[start of TEXT EXTRACT]

I just dont get where people get these statements from, "the most requested feature is bluray".

According to whom exactly? I had no idea that there were polls and studies focused solely on macs that are released by a trustable source.

The most requested feature of all people who go HERE:

http://www.apple.com/pro/

which is evidently someplace you've never been, because you are not a PRO, is Blu-ray.

If you were a PRO, you'd understand the need for Blu-ray, LAST YEAR.

:apple:
 
Ok soccer mom everyone is trying to save up once in a while here the economy sucks right now. Let it go, this reminds me of anti abortion protestors ;)

actually the encoomy is picking up.

Second, if I recall, you must provide some sort of proff. You can't go around braging on your myspace, facebook or twitters page "look at me, i lied to get a mac for 5-10% less! hehehehe :rolleyes:
 
actually the encoomy is picking up.

Second, if I recall, you must provide some sort of proff. You can't go around braging on your myspace, facebook or twitters page "look at me, i lied to get a mac for 5-10% less! hehehehe :rolleyes:

Only for the student discount. You can access the education store for education discount from any computer.

Or you could further expand your knowledge at any age via an open university course and be officially deemed a uni student :). £10 for an NUS card here in the UK and you save at least £100 on your mac. :eek:
 
Whats on my wish list......


5) Cheaper(subtract $100-$200
6) Built-in-battery & surge protector(for blackouts)
7) New, thinner design with less chin, less desk space wasted, more adjustable
...
9) SSDs standard

Well, thats about it...... hey, if they made this, they would have the best consumer computer ever. I'd buy one...:p

SG :apple:

Cheaper yes please although arround here currency price should make that happen but two fold even better.

Battery again yes please I know most people just don't understand why but it has lots of advantages and it doesn't need to gives us much time just some.

New design is due in the cycle less chin and get the lower edge of the screen lower to the desk, or height adjustable.

SSDs don't understand the hype personally can't see it being anything other that BTO
 
Re: People who don't get blu-ray are

  1. kids. They are too young to understand it. They never even experienced VHS, grew up in the early DVD era. They think VHS tapes are from their grandparents days.

[end of TEXT EXTRACT]
[start of PROVIDED MATERIAL]

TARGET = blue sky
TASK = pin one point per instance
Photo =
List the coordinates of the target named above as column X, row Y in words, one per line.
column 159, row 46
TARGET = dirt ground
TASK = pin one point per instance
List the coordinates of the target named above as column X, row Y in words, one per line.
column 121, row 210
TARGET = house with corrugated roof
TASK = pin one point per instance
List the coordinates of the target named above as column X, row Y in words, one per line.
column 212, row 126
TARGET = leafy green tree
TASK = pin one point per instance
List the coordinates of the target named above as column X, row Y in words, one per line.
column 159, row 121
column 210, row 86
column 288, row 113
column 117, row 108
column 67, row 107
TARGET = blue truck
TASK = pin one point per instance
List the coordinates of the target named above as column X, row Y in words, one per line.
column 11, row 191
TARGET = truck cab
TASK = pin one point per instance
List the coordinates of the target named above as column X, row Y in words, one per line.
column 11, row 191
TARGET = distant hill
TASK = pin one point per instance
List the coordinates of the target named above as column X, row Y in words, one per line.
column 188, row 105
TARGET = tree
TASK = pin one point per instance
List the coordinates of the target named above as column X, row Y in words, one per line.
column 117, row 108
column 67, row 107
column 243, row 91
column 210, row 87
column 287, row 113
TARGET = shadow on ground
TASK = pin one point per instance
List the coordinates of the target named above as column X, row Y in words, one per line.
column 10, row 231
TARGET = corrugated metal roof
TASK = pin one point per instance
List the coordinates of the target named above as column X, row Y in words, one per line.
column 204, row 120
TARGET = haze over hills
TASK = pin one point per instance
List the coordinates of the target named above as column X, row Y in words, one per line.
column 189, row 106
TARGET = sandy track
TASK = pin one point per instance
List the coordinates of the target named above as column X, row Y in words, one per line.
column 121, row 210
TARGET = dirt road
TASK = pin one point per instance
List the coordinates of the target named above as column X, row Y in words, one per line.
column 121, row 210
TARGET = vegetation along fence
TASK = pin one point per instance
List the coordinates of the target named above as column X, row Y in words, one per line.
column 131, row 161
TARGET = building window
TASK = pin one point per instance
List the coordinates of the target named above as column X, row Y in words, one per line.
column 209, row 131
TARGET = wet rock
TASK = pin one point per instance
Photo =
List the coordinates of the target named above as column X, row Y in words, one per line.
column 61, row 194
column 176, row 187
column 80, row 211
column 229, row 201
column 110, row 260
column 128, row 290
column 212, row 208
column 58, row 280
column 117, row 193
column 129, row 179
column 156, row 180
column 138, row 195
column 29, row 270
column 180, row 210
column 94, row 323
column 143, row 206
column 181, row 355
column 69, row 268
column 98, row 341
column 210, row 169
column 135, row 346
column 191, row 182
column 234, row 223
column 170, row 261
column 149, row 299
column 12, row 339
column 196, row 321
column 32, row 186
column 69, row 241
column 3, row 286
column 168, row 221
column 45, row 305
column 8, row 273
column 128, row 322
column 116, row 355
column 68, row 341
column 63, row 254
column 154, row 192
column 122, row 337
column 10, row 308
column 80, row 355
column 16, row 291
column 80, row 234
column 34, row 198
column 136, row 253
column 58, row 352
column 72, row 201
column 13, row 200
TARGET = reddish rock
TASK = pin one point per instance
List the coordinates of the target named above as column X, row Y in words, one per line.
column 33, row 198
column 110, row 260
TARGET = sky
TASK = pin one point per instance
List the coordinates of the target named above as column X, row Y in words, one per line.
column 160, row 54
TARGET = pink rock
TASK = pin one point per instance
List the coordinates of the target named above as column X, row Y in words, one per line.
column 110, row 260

[end of PROVIDED MATERIAL]

PROBLEMS AND TASKS ::
(1) According to the forum thread, what does an NUS card cost in the UK?
(2) Sum up the forum thread in two sentences.
(3) In the forum thread, why does the post headed "People who don't get blu-ray are" say that kids don't get it?
You won't need the lines from the dataset.

COMPLETED EXERCISE ::
(1) £10.

(2) Posters argue over whether Blu-ray is the most requested Mac feature, and one claims it is the top request among professionals. Others discuss student discounts, which one says require some sort of proof, and list wishes such as a lower price, a built-in battery, a thinner design and standard SSDs.

(3) It says kids are too young to understand it. They never experienced VHS, grew up in the early DVD era and think VHS tapes are from their grandparents' days.